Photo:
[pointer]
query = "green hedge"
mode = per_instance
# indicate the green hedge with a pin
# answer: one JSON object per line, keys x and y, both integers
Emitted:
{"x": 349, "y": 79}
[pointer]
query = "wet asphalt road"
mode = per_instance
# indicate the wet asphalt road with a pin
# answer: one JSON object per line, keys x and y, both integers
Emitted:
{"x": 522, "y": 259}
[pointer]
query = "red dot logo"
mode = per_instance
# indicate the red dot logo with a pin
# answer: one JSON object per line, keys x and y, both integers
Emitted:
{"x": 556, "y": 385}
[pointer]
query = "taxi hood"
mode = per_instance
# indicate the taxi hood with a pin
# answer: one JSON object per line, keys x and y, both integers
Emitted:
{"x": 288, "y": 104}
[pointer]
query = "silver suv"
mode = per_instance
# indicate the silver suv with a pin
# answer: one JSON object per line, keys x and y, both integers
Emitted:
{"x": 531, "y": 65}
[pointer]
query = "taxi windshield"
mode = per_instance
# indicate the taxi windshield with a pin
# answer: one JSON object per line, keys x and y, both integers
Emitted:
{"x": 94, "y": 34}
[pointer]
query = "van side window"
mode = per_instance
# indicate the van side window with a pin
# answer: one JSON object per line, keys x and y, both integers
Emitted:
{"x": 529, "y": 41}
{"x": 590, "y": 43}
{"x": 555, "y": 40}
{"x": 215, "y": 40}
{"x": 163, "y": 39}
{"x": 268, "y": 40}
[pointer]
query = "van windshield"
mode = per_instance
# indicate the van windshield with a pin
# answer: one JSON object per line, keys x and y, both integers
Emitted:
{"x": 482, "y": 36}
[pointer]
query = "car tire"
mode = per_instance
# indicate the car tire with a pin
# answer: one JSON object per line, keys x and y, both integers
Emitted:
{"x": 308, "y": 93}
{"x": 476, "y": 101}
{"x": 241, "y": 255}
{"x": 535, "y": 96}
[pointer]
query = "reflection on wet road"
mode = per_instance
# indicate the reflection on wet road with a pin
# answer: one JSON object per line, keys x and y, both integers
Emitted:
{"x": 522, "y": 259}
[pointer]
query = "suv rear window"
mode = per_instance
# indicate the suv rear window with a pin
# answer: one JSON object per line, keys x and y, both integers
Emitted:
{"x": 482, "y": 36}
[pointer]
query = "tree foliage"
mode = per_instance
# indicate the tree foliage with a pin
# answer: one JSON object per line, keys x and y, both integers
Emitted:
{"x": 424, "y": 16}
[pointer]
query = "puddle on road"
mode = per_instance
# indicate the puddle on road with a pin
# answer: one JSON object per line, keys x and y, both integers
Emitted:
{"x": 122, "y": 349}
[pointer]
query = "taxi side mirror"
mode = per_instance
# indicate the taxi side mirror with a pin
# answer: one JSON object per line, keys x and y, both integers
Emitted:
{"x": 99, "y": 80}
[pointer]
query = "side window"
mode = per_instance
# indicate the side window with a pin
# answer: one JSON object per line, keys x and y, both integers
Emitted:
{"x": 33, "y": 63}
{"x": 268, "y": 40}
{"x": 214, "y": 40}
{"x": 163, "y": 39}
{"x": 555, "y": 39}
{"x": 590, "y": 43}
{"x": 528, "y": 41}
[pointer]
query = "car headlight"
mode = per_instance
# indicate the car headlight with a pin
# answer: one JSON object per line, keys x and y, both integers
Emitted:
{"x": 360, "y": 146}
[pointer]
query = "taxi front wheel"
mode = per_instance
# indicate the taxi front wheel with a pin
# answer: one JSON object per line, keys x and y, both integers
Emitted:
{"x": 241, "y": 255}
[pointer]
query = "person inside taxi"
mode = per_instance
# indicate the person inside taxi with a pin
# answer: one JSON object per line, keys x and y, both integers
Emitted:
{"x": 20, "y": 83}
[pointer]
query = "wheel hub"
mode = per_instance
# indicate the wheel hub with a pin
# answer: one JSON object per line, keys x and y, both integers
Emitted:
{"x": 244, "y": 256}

= = =

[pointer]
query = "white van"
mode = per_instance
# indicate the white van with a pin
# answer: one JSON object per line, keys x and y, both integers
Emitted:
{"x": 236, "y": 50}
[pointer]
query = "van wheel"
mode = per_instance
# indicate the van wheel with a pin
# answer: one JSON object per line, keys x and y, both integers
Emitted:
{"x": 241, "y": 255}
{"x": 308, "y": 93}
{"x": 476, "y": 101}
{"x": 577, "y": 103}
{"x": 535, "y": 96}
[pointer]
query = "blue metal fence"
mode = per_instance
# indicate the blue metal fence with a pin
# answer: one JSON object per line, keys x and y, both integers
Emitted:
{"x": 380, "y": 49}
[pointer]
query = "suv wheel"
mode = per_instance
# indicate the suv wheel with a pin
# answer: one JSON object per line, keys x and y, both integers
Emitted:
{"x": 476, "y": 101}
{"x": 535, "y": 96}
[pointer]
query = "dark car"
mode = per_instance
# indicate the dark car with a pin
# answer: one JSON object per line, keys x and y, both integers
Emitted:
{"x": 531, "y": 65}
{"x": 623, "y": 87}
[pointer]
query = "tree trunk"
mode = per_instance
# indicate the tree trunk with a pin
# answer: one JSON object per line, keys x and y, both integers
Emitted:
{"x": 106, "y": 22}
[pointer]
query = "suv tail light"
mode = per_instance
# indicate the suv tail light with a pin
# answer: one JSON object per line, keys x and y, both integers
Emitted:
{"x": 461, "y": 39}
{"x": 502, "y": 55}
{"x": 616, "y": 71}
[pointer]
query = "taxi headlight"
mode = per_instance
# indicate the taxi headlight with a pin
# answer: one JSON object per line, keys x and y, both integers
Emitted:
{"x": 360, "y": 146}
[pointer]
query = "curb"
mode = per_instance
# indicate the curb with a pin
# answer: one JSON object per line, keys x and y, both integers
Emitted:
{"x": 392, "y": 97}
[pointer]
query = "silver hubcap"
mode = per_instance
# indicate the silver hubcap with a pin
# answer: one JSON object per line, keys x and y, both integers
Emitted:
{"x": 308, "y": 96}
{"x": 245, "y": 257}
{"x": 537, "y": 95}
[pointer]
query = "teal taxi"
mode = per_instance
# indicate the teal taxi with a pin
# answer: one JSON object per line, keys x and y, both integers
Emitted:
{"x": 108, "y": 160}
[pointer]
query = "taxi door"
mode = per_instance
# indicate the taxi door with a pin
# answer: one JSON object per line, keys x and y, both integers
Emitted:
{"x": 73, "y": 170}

= = =

▸ **Your goal**:
Show every line in the listing above that carries the word "front".

▸ **Task response**:
query = "taxi front wheel"
# indicate the taxi front wheel with a pin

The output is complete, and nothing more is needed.